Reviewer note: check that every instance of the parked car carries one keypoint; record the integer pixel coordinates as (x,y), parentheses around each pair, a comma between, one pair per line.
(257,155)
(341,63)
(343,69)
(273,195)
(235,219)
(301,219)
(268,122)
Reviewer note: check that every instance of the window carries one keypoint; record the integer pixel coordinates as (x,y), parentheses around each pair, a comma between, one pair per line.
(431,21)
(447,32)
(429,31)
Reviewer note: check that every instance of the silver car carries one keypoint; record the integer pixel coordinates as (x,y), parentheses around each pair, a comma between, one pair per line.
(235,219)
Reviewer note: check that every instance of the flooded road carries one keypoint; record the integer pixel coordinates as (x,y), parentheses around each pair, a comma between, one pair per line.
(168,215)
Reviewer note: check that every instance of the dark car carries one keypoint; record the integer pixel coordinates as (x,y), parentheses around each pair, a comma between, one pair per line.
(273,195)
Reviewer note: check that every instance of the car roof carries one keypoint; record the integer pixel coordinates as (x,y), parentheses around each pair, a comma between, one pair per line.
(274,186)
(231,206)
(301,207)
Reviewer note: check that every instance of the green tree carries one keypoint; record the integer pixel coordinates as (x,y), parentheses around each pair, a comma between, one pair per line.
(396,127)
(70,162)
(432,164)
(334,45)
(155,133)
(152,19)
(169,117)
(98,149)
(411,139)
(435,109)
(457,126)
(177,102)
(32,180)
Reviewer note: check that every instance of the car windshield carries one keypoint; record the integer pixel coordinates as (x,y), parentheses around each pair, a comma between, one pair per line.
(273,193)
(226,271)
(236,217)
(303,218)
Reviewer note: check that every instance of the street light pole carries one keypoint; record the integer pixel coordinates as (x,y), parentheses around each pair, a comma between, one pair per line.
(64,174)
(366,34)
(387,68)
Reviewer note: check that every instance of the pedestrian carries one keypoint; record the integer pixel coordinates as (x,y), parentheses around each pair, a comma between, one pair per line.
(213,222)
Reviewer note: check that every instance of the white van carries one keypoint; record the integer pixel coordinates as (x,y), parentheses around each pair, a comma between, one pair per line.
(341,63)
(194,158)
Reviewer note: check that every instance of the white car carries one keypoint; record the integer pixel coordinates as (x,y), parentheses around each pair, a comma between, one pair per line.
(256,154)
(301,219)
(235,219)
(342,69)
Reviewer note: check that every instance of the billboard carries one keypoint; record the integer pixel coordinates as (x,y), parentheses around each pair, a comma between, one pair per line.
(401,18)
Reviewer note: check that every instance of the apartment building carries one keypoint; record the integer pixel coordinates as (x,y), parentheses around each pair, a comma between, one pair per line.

-----

## The task
Return the material above in full, word for word.

## Answer box
Reviewer note: check that every instance of the parked car carries one keypoint; record the integer pixel coordinates as (x,y), parentheses around each pair, a comma between, one pair per line.
(257,155)
(341,63)
(343,69)
(273,195)
(235,219)
(301,219)
(268,122)
Reviewer note: check that every instance of the window carries one keypoint; record the integer pixel coordinates as (x,y), parentheses around each pair, a comma between, one pair per line.
(431,21)
(447,32)
(429,31)
Reviewer note: check that every instance of the silver car carries one keypoint; record the integer pixel coordinates as (x,y), parentheses around each pair, a comma between, one pair per line.
(235,219)
Reviewer note: check that every instance of the flooded road carries one keypoint; record the integer pixel coordinates as (x,y), parentheses around each pair, a comma between, one pair per line.
(168,215)
Reviewer note: check that every instance of the dark car carries one keypoint; record the integer pixel coordinates as (x,y), parentheses around each pair, a comma between, one pair per line.
(273,195)
Reviewer note: check that every instance of the car roof carries one keypoint; record the integer pixel coordinates as (x,y), parentheses around each pair, a comma between, one pair per line.
(274,186)
(231,206)
(301,207)
Reviewer note: check that every instance of the green tree carries one keypoint; record the integer pixel coordinates as (x,y), parentheses around each pair, a comma between, one pair per line.
(396,127)
(70,162)
(432,164)
(334,45)
(155,133)
(152,19)
(169,117)
(98,149)
(411,139)
(435,109)
(457,126)
(177,102)
(32,180)
Reviewer note: check that every instance of the car windshield carries one keypoint; record the integer pixel coordinates as (x,y), parentheses around each pair, a comma between, one pair per line.
(273,193)
(226,271)
(236,217)
(303,218)
Reviewer note: check that every instance of the street light pole carries one keypoint; record the integer pixel coordinates as (x,y), parentheses around each pair, a comma between, one pair per line.
(64,174)
(366,34)
(387,68)
Reviewer note: check that every instance of the pedestrian carries one keypoint; record the integer pixel coordinates as (x,y), parentheses around each pair, a comma between, one pair per line.
(213,222)
Reviewer note: check that every instance of the white van carries one keypoint; record the integer pixel coordinates as (x,y), parentheses around each pair, a comma between, one pair per line.
(341,63)
(194,158)
Reviewer note: check that every instance of the white car carries one keypoint; record the integer pixel coordinates as (x,y), parentheses around each pair, a comma between, one pair per line.
(256,154)
(301,219)
(235,219)
(342,69)
Reviewer note: check that every instance of the billboard carries one keypoint; record the integer pixel coordinates as (x,y), parentheses around each pair, a comma between, one pair per line.
(401,18)
Reviewer note: check that every instance of the apartment building carries one keypoint; record the integer pixel coordinates as (x,y), parentheses around each pair, a comma between, one pair per line.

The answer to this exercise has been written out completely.